Only the pictures are to be left out, and the rest of the entries should be reproduced exactly.

Stored data entries
----------
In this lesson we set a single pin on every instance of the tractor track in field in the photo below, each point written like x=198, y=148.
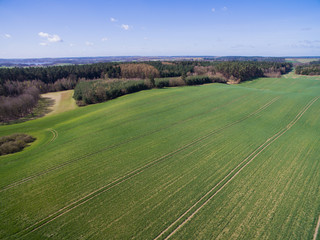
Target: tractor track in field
x=59, y=166
x=37, y=225
x=193, y=210
x=139, y=118
x=55, y=135
x=316, y=230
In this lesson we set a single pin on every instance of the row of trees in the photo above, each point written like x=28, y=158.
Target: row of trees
x=89, y=92
x=313, y=68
----------
> _Task solution_:
In this lesson we set a single pin on every instance of the tractor track in field in the photo below, each point written like x=198, y=148.
Target: tractor track in field
x=59, y=166
x=37, y=225
x=193, y=210
x=139, y=118
x=55, y=135
x=316, y=230
In this lesson we set a single pin on every instance of the row of trees in the photo above, each point written like x=28, y=158.
Target: row of trees
x=89, y=92
x=313, y=68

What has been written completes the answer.